**Text block:**
•••••
[petsc-dev] Fwd: [petsc-maint] [OMPI users] Deadlock in OpenMPI 1.8.3 and PETSc 3.4.5

Barry Smith bsmith at mcs.anl.gov
Fri Dec 19 11:00:46 CST 2014



> Begin forwarded message:
> 
> Date: December 19, 2014 at 9:44:31 AM CST
> From: George Bosilca <bosilca at icl.utk.edu>
> To: Open MPI Users <users at open-mpi.org>
> Cc: "petsc-maint at mcs.anl.gov" <petsc-maint at mcs.anl.gov>
> Subject: Re: [petsc-maint] [OMPI users] Deadlock in OpenMPI 1.8.3 and PETSc 3.4.5
> 
> On Fri, Dec 19, 2014 at 8:58 AM, Jeff Squyres (jsquyres) <jsquyres at cisco.com <mailto:jsquyres at cisco.com>> wrote:
> George:
> 
> (I'm not a member of petsc-maint; I have no idea whether my mail will actually go through to that list)
> 
> TL;DR: I do not think that George's change was correct. PETSC is relying on undefined behavior in the MPI standard and should probably update to use a different scheme.
> 
> I will detail below why the change is correct or at least not worst than what we have today.
> 
> Regarding your second point, while I do tend to agree that such issue is better addressed in the MPI Forum, the last attempt to fix this was certainly not a resounding success.
> 
> 
> More detail:
> 
> More specifically, George's change can lead to inconsistency/incorrectness in the presence of multiple threads simultaneously executing attribute actions on a single entity.
•••••
**Supplied records:**
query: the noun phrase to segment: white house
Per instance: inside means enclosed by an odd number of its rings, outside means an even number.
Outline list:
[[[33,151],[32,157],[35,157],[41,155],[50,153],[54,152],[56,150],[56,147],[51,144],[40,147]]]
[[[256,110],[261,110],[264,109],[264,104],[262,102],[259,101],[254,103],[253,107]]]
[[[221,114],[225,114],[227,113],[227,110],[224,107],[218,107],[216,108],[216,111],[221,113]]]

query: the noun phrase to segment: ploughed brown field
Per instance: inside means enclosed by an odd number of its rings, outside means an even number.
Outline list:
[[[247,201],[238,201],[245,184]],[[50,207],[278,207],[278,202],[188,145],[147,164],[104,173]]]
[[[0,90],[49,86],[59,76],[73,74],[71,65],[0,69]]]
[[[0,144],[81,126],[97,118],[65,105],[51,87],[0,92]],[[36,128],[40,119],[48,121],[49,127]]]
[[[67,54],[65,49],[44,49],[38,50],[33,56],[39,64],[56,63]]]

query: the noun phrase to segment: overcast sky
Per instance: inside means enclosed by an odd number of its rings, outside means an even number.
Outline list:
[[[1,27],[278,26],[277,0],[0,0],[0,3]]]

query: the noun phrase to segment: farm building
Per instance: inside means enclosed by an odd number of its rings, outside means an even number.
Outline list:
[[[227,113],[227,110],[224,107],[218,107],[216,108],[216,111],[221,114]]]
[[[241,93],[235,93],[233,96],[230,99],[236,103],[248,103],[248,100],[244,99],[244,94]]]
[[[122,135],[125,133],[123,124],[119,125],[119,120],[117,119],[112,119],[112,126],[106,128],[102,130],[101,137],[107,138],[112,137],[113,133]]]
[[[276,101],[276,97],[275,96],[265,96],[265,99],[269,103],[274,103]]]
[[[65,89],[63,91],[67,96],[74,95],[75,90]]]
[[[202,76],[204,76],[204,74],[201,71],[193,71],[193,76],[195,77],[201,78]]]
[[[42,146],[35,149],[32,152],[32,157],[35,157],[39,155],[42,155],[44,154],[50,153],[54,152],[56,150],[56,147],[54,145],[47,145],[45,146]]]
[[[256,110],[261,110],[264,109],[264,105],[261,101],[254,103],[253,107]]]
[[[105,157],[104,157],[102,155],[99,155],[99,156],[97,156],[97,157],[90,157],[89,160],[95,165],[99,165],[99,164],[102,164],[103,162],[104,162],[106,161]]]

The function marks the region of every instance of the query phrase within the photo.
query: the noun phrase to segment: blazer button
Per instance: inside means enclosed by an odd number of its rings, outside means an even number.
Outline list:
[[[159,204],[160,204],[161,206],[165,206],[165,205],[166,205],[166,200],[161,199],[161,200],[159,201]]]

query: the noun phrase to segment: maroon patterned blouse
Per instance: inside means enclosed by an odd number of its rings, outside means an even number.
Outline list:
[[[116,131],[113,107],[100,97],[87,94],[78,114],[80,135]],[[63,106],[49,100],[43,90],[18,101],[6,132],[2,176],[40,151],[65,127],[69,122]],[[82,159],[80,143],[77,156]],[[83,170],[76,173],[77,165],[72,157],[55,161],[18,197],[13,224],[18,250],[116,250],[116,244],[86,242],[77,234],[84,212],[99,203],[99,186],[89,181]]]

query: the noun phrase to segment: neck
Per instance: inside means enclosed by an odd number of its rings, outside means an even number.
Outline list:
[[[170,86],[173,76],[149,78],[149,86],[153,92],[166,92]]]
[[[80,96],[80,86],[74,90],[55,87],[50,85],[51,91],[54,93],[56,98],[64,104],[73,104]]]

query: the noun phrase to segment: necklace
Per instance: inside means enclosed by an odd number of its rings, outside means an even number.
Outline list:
•••••
**Set of tasks:**
**A)** Check three statements against the mailing-list message on the OpenMPI and PETSc deadlock: (i) Jeff Squyres is a member of petsc-maint. (ii) George Bosilca's message is dated December 19, 2014. (iii) The TL;DR says PETSc relies on undefined behavior in the MPI standard. For each, answer yes or no and quote the words from the message that decide it.
**B)** Extend the mailing-list message on the OpenMPI and PETSc deadlock, picking up right after its final sentence.

**Task answers:**
**A)**
(i) No: "I'm not a member of petsc-maint"
(ii) Yes: "Date: December 19, 2014 at 9:44:31 AM CST"
(iii) Yes: "PETSC is relying on undefined behavior in the MPI standard"

**B)**
> 
> Indeed, there is a slight window of opportunity for inconsistencies in the recursive behavior. But the inconsistencies were already in the code, especially in the single threaded case. As we never received any complaints related to this topic I did not deemed interesting to address them with my last commit. Moreover, the specific behavior needed by PETSc is available in Open MPI when compiled without thread support, as the only thing that "protects" the attributes is that global mutex.
> 
> For example, in ompi_attr_delete_all(), it gets the count of all attributes and then loops <count> times to delete each attribute.  But each attribute callback can now insert or delete attributes on that entity.  This can mean that the loop can either fail to delete an attribute (because some attribute callback already deleted it) or fail to delete *all* attributes (because some attribute callback added more).
> 
> To be extremely precise the deletion part is always correct as it copies the values to be deleted into a temporary array before calling any callbacks (and before releasing the mutex), so we only remove what was in the object attribute hash when the function was called. Don't misunderstand we have an extremely good reason to do it this way, we need to call the callbacks in the order in which they were created (mandated by the MPI standard).
>  
> ompi_attr_copy_all() has similar problems -- in general, the hash that it is looping over can change underneath it.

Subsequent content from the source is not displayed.